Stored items
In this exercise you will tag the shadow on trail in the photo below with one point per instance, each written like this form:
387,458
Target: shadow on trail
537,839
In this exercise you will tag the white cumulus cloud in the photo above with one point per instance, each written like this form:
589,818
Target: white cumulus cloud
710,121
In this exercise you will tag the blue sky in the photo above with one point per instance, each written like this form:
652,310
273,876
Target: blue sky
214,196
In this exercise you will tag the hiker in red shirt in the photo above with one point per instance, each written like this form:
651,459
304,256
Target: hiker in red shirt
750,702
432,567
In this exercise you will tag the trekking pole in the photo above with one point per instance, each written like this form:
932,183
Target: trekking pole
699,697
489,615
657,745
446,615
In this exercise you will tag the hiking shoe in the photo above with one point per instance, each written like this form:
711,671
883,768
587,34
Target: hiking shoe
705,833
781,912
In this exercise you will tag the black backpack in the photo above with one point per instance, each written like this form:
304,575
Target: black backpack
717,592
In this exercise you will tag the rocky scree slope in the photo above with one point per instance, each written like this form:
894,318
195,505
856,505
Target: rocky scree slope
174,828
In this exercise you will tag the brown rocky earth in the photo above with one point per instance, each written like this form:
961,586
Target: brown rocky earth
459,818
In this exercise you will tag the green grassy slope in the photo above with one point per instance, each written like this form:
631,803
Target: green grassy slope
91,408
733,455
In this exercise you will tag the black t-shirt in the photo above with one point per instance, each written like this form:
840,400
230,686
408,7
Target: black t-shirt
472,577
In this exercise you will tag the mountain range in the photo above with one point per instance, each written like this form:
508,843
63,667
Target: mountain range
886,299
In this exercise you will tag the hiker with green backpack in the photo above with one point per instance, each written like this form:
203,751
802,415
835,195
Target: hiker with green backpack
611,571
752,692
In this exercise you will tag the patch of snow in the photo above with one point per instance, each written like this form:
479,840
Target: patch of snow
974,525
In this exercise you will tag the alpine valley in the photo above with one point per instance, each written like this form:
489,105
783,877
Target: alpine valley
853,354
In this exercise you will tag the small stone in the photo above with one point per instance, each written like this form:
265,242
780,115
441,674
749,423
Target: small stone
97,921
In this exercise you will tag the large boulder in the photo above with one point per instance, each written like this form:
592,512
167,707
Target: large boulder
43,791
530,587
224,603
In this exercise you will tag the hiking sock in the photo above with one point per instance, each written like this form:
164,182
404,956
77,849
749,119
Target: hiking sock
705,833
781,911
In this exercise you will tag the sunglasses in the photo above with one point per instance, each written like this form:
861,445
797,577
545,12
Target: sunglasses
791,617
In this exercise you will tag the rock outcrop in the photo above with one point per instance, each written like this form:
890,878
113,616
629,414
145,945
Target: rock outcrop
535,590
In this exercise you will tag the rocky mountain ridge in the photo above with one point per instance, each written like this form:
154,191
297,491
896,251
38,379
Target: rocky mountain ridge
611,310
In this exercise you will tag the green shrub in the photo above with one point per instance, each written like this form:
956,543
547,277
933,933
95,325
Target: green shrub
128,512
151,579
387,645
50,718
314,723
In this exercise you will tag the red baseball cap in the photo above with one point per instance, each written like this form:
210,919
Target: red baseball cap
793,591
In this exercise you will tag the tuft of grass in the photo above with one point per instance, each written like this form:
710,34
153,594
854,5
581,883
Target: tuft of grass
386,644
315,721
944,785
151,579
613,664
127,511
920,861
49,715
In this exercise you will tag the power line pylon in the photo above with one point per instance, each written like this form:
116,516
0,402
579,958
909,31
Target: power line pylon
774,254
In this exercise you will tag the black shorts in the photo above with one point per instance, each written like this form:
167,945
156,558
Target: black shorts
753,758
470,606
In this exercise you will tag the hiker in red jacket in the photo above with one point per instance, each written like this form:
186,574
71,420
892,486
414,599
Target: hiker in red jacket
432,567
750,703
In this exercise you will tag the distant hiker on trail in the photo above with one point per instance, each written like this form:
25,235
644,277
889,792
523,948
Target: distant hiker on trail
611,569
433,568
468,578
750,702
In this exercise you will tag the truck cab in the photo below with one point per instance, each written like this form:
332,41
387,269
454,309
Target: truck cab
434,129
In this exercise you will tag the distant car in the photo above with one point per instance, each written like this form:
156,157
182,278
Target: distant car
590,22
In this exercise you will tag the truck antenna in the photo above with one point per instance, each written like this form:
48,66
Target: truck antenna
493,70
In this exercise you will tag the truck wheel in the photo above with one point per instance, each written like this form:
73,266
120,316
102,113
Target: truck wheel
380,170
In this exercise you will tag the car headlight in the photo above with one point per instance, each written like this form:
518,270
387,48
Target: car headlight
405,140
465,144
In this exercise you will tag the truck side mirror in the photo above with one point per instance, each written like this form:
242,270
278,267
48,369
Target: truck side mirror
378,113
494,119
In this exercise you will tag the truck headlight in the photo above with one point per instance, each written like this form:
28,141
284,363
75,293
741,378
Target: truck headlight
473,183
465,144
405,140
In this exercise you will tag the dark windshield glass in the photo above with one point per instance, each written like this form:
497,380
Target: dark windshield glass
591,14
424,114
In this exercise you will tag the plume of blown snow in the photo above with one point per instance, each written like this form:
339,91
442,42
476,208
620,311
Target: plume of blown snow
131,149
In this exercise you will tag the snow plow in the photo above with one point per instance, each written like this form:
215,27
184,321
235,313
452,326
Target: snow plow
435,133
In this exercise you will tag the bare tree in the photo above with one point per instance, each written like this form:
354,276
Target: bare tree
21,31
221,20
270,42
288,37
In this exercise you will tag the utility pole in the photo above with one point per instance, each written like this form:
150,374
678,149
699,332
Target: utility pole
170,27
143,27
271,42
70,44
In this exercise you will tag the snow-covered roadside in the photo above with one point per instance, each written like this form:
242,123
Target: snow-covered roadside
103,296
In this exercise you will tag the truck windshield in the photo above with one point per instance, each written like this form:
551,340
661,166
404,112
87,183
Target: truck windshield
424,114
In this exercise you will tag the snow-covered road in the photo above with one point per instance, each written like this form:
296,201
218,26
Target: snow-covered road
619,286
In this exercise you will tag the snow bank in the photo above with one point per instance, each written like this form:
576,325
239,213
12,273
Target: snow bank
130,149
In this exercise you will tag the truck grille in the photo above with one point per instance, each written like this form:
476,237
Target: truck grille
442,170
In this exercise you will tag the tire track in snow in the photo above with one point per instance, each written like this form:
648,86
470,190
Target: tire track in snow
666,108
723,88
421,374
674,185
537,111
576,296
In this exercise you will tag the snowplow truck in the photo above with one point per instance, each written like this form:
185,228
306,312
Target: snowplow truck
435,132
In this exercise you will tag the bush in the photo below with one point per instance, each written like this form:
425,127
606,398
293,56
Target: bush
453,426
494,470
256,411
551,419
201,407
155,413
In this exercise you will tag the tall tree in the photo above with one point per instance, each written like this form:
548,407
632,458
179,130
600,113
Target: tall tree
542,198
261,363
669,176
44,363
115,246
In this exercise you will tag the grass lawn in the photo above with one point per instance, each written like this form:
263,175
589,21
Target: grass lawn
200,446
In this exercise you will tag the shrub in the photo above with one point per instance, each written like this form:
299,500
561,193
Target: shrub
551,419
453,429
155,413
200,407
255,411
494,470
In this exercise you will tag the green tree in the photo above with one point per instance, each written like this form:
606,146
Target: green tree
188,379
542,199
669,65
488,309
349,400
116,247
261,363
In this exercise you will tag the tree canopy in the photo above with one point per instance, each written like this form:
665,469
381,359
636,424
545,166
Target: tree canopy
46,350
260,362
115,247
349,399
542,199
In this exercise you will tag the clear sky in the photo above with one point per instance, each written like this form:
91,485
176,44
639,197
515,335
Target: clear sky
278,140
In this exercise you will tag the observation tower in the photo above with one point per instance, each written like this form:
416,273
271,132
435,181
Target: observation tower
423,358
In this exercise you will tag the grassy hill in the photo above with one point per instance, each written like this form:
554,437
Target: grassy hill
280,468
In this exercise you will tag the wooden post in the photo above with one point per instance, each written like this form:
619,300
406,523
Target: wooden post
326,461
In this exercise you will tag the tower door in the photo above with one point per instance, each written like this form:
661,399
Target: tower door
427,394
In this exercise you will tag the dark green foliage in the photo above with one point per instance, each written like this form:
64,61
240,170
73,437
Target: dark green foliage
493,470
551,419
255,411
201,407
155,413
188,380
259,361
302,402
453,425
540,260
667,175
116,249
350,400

:: SHORT TASK ::
Quote only the lines from the line containing "In this exercise you will tag the grassy" through the end of the listing, please, keeping both the first and the last line.

:: REPLY ::
In this exercise you will tag the grassy hill in the photo above with one point per instance, each written like this form:
554,437
Target: grassy hill
280,468
In this exercise you will tag the wooden post in the photo above with one point per instance, each written like this form:
619,300
406,523
Target: wooden post
326,461
In this exercise you will tag the tower door in the photo above with one point per instance, each written like this form:
661,399
Target: tower door
427,394
In this exercise you will tag the dark green foliage in the photo above with one point per instance, each written like this form:
64,61
240,170
73,437
Target: dark green foliage
493,470
551,419
255,411
201,407
155,413
188,380
259,361
302,402
453,425
540,260
667,175
116,249
350,400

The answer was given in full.